◆ Directions ◆
According to the profile of the herpetologist Margaret Stewart, which frog was named in her honor?

◆ Source extract ◆
- Born: 6 February 1927 Guilford County, North Carolina, USA
- Died: 2 August 2006 (aged 79)
- Education: Cornell University
- Scientific career
- Fields: Herpetology
- Thesis: Certain aspects of the natural history and development of the northern two-lined salamander, Eurycea bislineata bislineata (Green), in the Ithaca, New York, region (1956)

= Margaret Stewart (herpetologist) =

American herpetologist

Margaret "Meg" McBride Stewart (6 Feb. 1927 – 2 Aug. 2006) was an American herpetologist, known for her research on the amphibians of Malawi, the Caribbean, and the United States. She was a professor at the State University of New York at Albany. She served as president of the American Society of Ichthyologists and Herpetologists and the Society for the Study of Amphibians and Reptiles. The puddle frog Phrynobatrachus stewartae was named in her honour.

== Life and career ==
Stewart was born on a farm in Guilford County, North Carolina, to Mary Ellen Morrow and David Henry Stewart. She attended Alamance High School, graduating in 1944. She earned her undergraduate degree from the University of North Carolina's Woman's College in 1948, and her Master of Arts in Zoology from University of North Carolina at Chapel Hill in 1951. Her Master thesis work had originally been intended to be a study on behaviour of Plethodon glutinosus, but was later changed to be a study on photoperiod response in Ambystoma opacum—this would become her first published paper.

After completing her master's degree, Stewart taught at Catawba College in Salisbury, North Carolina for two years, where she developed a love for undergraduate teaching, but also realised that she wanted to pursue both teaching and research. So, she decided to pursue a PhD at Cornell University. Her work focussed on the natural history of Eurycea bislineata bislineata. She finished her PhD in 1956, and, after a brief trip to Europe, joined the faculty of the New York State College for Teachers at Albany (now SUNY at Albany).

Stewart married Paul Lemon, professor for plant ecology at Albany. In 1963, she obtained a Fulbright Fellowship to travel to Africa, and the two of them travelled to Malawi for a year, where she worked on the herpetofauna of the Nyika Plateau. They divorced after their return from Malawi. She later married George E. Martin, a mathematician at University at Albany. Stewart produced a fieldguide to the amphibians of Malawi in 1967, widely regarded as a landmark work in the herpetology of eastern Africa. Yet, she herself never returned to Africa. Instead, she began to work on Caribbean frogs, looking first at competition between native and invasive species in Jamaica, ultimately broadening her scope to include the rest of the Caribbean, and the United States as well. Particular emphasis was placed on Eleutherodactylus coqui, to which she had been introduced by her friend Terry Nesslinger.

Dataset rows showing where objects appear

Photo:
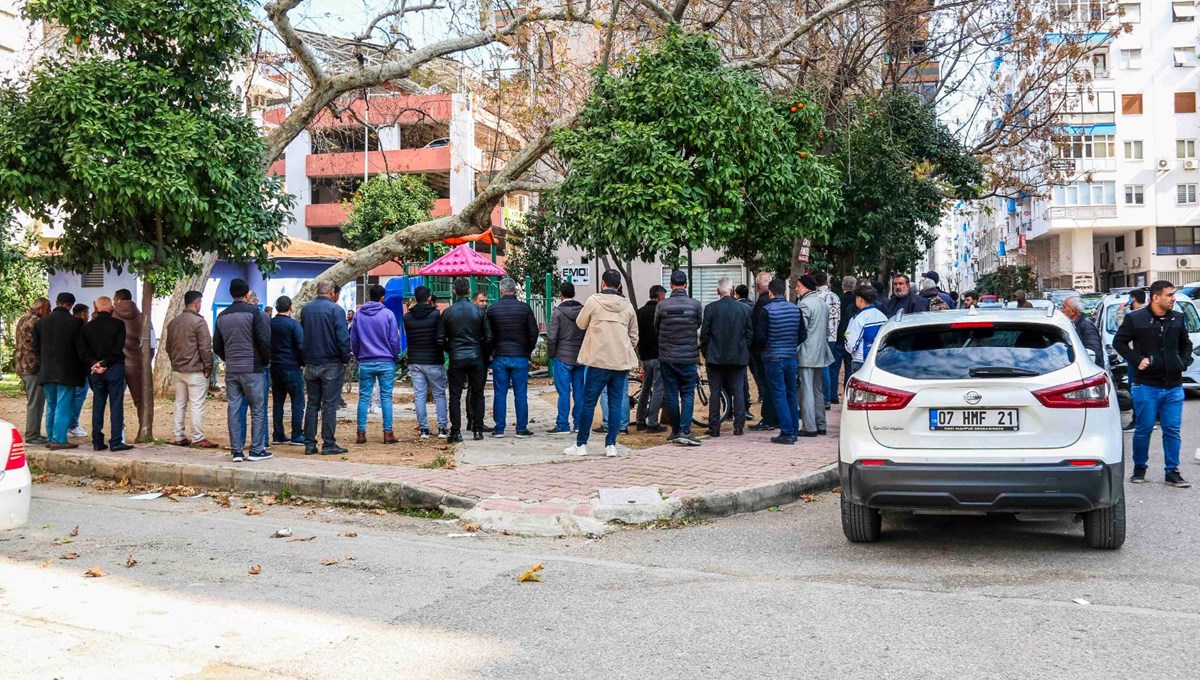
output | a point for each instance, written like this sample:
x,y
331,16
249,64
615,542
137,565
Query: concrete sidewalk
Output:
x,y
558,495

◆ The reply ◆
The puddle frog Phrynobatrachus stewartae.